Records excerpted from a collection
★ ★ ★ ★

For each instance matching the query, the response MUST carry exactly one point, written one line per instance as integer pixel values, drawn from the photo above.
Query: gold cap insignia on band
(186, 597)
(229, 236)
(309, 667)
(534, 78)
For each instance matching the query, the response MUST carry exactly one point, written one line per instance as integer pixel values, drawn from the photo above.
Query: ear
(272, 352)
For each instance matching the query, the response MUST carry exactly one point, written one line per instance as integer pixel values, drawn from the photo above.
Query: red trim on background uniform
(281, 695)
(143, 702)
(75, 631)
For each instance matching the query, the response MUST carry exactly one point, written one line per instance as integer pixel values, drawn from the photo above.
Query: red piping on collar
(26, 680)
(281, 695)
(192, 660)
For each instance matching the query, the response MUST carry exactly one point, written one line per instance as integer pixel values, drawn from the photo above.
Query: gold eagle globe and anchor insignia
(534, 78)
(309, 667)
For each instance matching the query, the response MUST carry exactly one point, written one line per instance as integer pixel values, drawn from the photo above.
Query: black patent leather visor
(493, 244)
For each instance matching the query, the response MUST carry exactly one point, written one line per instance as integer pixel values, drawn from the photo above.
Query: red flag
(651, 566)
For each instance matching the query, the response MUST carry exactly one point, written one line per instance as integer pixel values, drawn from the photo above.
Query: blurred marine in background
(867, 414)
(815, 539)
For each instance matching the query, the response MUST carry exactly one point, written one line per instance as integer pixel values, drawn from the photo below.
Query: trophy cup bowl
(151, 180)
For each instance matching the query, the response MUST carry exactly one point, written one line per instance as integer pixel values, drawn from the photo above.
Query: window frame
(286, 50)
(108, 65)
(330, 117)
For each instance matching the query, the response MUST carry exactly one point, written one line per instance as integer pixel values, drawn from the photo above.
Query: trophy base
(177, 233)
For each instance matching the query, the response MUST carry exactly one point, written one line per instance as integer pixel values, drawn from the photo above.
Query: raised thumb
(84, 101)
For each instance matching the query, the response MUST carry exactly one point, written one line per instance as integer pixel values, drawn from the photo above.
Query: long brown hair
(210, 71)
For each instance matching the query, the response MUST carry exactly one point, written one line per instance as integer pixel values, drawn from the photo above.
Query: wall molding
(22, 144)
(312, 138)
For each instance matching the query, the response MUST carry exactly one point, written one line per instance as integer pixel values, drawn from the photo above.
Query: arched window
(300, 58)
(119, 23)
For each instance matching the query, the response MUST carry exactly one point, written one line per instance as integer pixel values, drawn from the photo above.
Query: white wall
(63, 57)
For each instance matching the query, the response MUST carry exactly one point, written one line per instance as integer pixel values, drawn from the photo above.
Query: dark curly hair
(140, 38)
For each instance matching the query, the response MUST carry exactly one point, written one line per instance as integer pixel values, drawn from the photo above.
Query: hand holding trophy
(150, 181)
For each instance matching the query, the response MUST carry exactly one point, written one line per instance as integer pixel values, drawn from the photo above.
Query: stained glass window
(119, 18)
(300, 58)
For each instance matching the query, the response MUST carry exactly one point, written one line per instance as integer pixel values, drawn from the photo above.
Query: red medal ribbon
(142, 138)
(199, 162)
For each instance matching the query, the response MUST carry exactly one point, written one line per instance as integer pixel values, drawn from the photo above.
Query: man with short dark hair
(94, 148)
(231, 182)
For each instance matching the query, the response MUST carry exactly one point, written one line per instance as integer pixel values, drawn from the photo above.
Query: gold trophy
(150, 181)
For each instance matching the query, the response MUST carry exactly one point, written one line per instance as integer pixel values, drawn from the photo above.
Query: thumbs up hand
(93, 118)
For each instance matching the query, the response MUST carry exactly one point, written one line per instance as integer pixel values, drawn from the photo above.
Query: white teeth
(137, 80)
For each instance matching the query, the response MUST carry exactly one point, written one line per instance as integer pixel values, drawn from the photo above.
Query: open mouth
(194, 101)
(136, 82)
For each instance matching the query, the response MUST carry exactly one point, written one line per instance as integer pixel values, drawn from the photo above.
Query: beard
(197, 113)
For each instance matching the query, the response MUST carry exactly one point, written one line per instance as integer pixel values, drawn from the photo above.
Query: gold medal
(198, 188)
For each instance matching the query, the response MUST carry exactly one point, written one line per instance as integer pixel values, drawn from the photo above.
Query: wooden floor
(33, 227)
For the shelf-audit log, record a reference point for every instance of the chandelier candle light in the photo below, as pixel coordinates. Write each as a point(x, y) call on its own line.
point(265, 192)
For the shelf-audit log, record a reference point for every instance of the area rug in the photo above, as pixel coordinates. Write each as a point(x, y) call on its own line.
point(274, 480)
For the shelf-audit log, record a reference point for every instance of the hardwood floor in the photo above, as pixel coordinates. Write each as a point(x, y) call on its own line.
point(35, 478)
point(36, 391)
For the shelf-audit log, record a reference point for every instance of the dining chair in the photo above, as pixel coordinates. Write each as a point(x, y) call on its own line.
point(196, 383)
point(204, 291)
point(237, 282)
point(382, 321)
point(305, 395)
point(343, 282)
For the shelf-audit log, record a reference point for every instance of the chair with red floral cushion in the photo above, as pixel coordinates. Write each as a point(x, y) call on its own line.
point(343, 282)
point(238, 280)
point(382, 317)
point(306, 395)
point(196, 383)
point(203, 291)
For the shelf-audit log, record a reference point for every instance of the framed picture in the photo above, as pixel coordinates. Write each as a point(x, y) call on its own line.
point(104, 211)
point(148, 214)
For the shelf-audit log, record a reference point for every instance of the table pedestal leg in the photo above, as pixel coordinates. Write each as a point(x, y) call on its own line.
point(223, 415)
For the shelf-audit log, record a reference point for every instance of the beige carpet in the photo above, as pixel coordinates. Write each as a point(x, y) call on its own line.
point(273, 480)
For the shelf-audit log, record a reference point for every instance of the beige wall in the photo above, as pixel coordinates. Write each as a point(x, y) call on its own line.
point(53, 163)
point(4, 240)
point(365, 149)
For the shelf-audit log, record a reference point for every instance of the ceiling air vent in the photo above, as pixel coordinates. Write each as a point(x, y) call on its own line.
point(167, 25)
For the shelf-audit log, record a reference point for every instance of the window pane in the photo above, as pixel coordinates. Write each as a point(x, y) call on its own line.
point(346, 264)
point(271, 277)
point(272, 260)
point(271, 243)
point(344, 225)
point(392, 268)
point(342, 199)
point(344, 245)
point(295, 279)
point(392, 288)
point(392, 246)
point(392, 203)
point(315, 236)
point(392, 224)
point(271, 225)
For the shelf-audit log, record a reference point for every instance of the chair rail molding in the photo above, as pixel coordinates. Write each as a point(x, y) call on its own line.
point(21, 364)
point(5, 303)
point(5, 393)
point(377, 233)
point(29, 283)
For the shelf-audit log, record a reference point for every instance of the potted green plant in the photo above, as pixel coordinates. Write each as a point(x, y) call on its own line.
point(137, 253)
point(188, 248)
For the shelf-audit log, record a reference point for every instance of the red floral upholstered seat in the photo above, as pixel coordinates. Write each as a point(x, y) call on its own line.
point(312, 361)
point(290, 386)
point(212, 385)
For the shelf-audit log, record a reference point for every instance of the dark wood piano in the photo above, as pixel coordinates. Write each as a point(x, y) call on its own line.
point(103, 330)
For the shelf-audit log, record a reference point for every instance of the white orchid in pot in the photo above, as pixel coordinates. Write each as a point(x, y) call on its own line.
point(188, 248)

★ ★ ★ ★

How to complete this task:
Type the data again exactly. Leave nothing out.

Result below:
For each instance matching the query, the response MUST carry exactly one point, written one line per instance as integer pixel values, drawn from the photo above.
Query: gold cap insignia on band
(186, 597)
(229, 236)
(309, 667)
(534, 78)
For each instance matching the query, the response MUST carry exactly one point, written one line per instance as integer pixel values, drawn from the photo above.
Query: ear
(272, 352)
For each instance matching the query, the response MUST carry exactly one point, written one line per instance as integer pixel values, drawn from the photo above.
Query: red trim on background uniform
(281, 695)
(143, 702)
(75, 631)
For each instance matching the query, the response MUST carry exactly one point, written one line per instance as integer pixel values, drawn from the photo above.
Query: red piping on collar
(26, 680)
(281, 695)
(192, 660)
For each instance matching the query, the response MUST carry exactly one point, written one line per instance as integer pixel values, drawn from the photo above.
Query: gold eagle globe and anchor insignia
(534, 78)
(309, 667)
For each instance matching the query, the response MUST carry exactly one point, written one line per instance as integer pixel values, drawn from the photo above.
Query: black patent leather visor
(493, 244)
For each instance matching the query, the response MUST carry exactly one point, written one line per instance as integer pixel values, drawn from the photo above.
Query: red flag
(651, 566)
For each instance matching the query, the response MUST carry exactly one point, written one line per instance as integer pixel values, drawn from the photo above.
Query: blurred marine in background
(867, 414)
(815, 539)
For each instance matching the query, the response MUST carry exactly one point, written one line per instance as integer pixel values, drawn from the photo below.
Query: trophy cup bowl
(151, 180)
For each instance matching the query, the response MUST carry exactly one point, written one line per instance as integer pixel values, drawn from the photo above.
Query: window frame
(286, 50)
(108, 65)
(330, 117)
For each instance matching the query, the response MUST carry exactly one point, written one line per instance as integer pixel values, drawn from the photo above.
Query: trophy base
(177, 233)
For each instance matching the query, the response MUST carry exactly one point, written one line per instance as integer pixel values, drawn from the photo above.
Query: raised thumb
(84, 101)
For each instance matching the query, the response MUST carry exactly one point, written one line per instance as integer pixel values, drawn from the photo above.
Query: long brown hair
(210, 71)
For each instance matching the query, the response MUST carry exactly one point, written one line per instance as integer pixel values, drawn from the photo above.
Query: wall molding
(22, 144)
(312, 138)
For each instance matching the query, the response MUST carry exactly one point, written one line per instance as integer pixel values, drawn from the photo above.
Query: arched window
(300, 58)
(119, 23)
For each instance matching the query, the response MUST carry exactly one point, written one line per instance as integer pixel values, drawn from the photo above.
Query: white wall
(63, 57)
For each instance matching the query, the response MUST carry exactly one point, written one line per instance as integer pixel values, drawn from the photo above.
Query: dark curly hair
(140, 38)
For each instance matching the query, the response MUST carry exactly one point, written one line per instance as integer pixel values, drawn from the photo above.
Query: hand holding trophy
(150, 181)
For each instance matching the query, the response MUST carry exactly one point, written one line per instance as integer pixel values, drawn from the photo above.
Query: stained glass window
(119, 18)
(300, 58)
For each instance matching the query, the response MUST carry exactly one point, written one line per instance as integer pixel values, drawn from the photo above.
Query: red medal ribbon
(142, 138)
(199, 162)
For each instance matching the query, the response MUST carry exactly one point, written one line per instance as integer pixel values, drawn from the photo above.
Query: man with short dark hair
(94, 148)
(231, 182)
For each instance matching the query, the response MUST carry exactly one point, written one line per instance as integer pixel values, drawn from the photo above.
Query: gold trophy
(150, 181)
For each instance matching the query, the response MUST carry exactly one point, written one line per instance as integer pixel values, drawn from the photo above.
Query: thumbs up hand
(93, 118)
For each instance matching the query, the response MUST carry exactly one point, written one line per instance as integer pixel values, drawn from the photo above.
Query: white teeth
(137, 80)
For each instance matching the query, the response MUST carry exactly one point, written one line per instance as integer pixel values, drawn from the photo above.
Query: open mouth
(194, 101)
(136, 82)
For each instance matching the query, the response MUST carry exactly one point, written one line per instance as integer pixel values, drawn from the photo above.
Query: beard
(197, 113)
For each instance matching the query, the response MUST carry exactly one point, written one line per instance as integer pixel values, drawn from the photo above.
Query: gold medal
(198, 188)
For each instance matching the query, the response MUST carry exactly one point, written one line per instance as integer pixel values, drawn from the photo above.
Query: wooden floor
(33, 227)
For the shelf-audit log, record a reference point for every instance of the chandelier candle light in the photo below, as pixel coordinates. Write each as a point(x, y) call on its own line.
point(265, 192)
For the shelf-audit log, record a reference point for every instance of the area rug in the photo above, as pixel coordinates. Write each as a point(x, y) call on its own line.
point(274, 480)
For the shelf-audit log, record a reference point for every instance of the hardwood floor in the photo above, as pixel coordinates. Write each as a point(x, y) call on its own line.
point(35, 478)
point(36, 391)
For the shelf-audit log, record a reference point for every instance of the dining chair in the photo above, as pixel coordinates. Write each as a point(x, y) call on its own line.
point(196, 383)
point(204, 291)
point(237, 282)
point(382, 321)
point(305, 395)
point(343, 282)
For the shelf-audit log, record a reference point for every instance of the chair with red floral cushion in the photo above, as pixel coordinates. Write each as a point(x, y) call on its own line.
point(343, 282)
point(238, 280)
point(382, 317)
point(306, 395)
point(196, 383)
point(203, 291)
For the shelf-audit log, record a reference point for every instance of the framed picture in the photo above, as pixel coordinates. Write each as a point(x, y) call on its own line.
point(104, 211)
point(148, 214)
For the shelf-audit log, record a reference point for every instance of the table pedestal leg in the photo above, as pixel coordinates. Write each as a point(x, y) call on its own line.
point(223, 415)
For the shelf-audit log, record a reference point for every instance of the beige carpet in the photo above, as pixel coordinates. Write each as a point(x, y) call on its own line.
point(273, 480)
For the shelf-audit log, record a reference point for every instance of the beige wall in the photo above, as pixel coordinates. Write each as a point(x, y) call on its own line.
point(53, 163)
point(4, 240)
point(365, 149)
For the shelf-audit log, record a reference point for every instance of the ceiling air vent in the photo above, as pixel coordinates. Write each as a point(x, y) call on its own line.
point(167, 25)
For the shelf-audit log, record a reference point for every instance of the window pane in the photo above, as pixel coordinates. Write each as a point(x, y) call on its own line.
point(346, 264)
point(271, 277)
point(272, 260)
point(271, 243)
point(344, 225)
point(392, 268)
point(342, 199)
point(344, 245)
point(295, 279)
point(392, 288)
point(392, 246)
point(392, 203)
point(315, 236)
point(392, 224)
point(271, 225)
For the shelf-audit log, record a reference point for every instance of the chair rail molding in the photo above, as pixel coordinates. Write each as a point(x, y) call on its own line.
point(21, 364)
point(5, 303)
point(5, 393)
point(377, 233)
point(29, 283)
For the shelf-audit log, record a reference point for every instance of the potted green plant in the photo above, as pixel coordinates. Write each as a point(x, y) call on its own line.
point(137, 253)
point(188, 248)
For the shelf-audit log, record a reference point for every instance of the red floral upholstered seat in the photo above, as pixel coordinates. Write each as a point(x, y) call on its own line.
point(312, 361)
point(290, 386)
point(212, 385)
For the shelf-audit log, record a reference point for every instance of the dark wood piano in the photo above, as pixel coordinates. Write each as a point(x, y) call on its own line.
point(103, 330)
For the shelf-audit log, record a reference point for every instance of the white orchid in pot in the photo above, as pixel coordinates. Write each as a point(x, y) call on its own line.
point(188, 248)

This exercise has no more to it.